WHAT THE TASK ASKS: Switch every "gravel" in the lines below to "crushed stone", keep everything else the same, and leave out the pictures when you write the lines again.

PROVIDED RECORDS:
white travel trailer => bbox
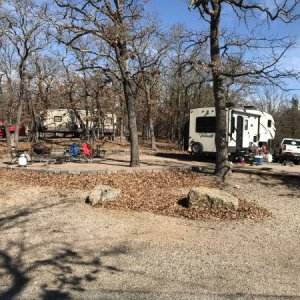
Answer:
[188,106,276,155]
[40,109,116,135]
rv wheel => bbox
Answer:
[192,143,203,155]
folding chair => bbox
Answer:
[30,143,51,163]
[10,146,24,164]
[81,143,94,162]
[68,144,82,161]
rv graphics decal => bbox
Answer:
[199,133,215,138]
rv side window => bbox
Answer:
[54,116,62,122]
[230,117,235,133]
[196,117,216,132]
[268,120,272,128]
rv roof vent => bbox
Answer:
[226,102,235,108]
[244,105,257,109]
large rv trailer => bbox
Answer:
[40,109,116,135]
[188,107,276,155]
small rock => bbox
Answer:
[188,187,239,210]
[86,185,121,206]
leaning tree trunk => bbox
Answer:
[123,80,140,167]
[210,4,228,178]
[146,86,157,151]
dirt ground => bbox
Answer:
[0,165,300,299]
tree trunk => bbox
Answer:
[146,86,157,151]
[210,3,228,178]
[123,79,140,167]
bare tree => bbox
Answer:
[190,0,299,178]
[55,0,151,166]
[2,0,46,146]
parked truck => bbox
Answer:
[273,138,300,165]
[188,106,276,156]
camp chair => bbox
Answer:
[81,143,94,161]
[30,143,51,163]
[10,146,24,164]
[67,144,86,161]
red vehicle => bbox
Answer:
[0,122,26,139]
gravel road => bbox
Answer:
[0,173,300,299]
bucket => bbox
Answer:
[255,155,263,165]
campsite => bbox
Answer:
[0,138,300,299]
[0,0,300,300]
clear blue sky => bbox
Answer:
[146,0,300,98]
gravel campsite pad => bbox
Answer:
[0,169,300,299]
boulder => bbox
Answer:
[86,185,121,206]
[188,187,239,210]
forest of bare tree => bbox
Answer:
[0,0,300,175]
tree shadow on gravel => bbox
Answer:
[0,204,129,299]
[250,174,300,192]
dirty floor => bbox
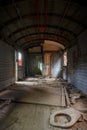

FINISHED ANSWER:
white travel trailer => bbox
Answer:
[188,106,276,155]
[40,109,116,135]
rv wheel => bbox
Answer:
[192,143,203,155]
folding chair => bbox
Answer:
[30,143,51,163]
[10,146,24,164]
[81,143,94,162]
[68,144,82,161]
rv graphics decal => bbox
Answer:
[199,133,215,138]
rv side window => bbox
Answer:
[54,116,62,122]
[230,117,235,133]
[196,117,216,132]
[268,120,272,128]
rv roof vent => bbox
Answer:
[226,102,235,108]
[244,105,257,109]
large rv trailer => bbox
Answer:
[40,109,116,135]
[188,107,276,155]
small rock => bbox
Answer:
[188,187,239,210]
[86,185,121,206]
leaning tree trunk => bbox
Answer:
[123,80,140,167]
[210,4,228,178]
[146,86,157,151]
dirt ground => bbox
Answer:
[0,165,300,299]
tree trunk => bbox
Answer:
[146,86,157,151]
[210,3,228,178]
[123,79,140,167]
bare tree => bbox
Answer:
[190,0,299,178]
[55,0,151,166]
[2,0,46,146]
parked truck => bbox
Answer:
[273,138,300,165]
[188,106,276,156]
camp chair => bbox
Answer:
[81,143,94,161]
[30,143,51,163]
[10,146,24,164]
[67,144,86,161]
red vehicle => bbox
Answer:
[0,122,26,139]
crushed stone road => bbox
Answer:
[0,173,300,299]
bucket => bbox
Answer:
[255,155,263,165]
campsite => bbox
Answer:
[0,138,300,299]
[0,0,300,300]
clear blue sky => bbox
Answer:
[146,0,300,98]
crushed stone campsite pad => bbox
Answer:
[0,169,300,299]
boulder => bbox
Answer:
[86,185,121,206]
[188,187,239,210]
forest of bare tree => bbox
Answer:
[0,0,300,175]
tree shadow on crushed stone => bbox
Answer:
[0,204,129,299]
[250,174,300,192]
dirty floor => bbox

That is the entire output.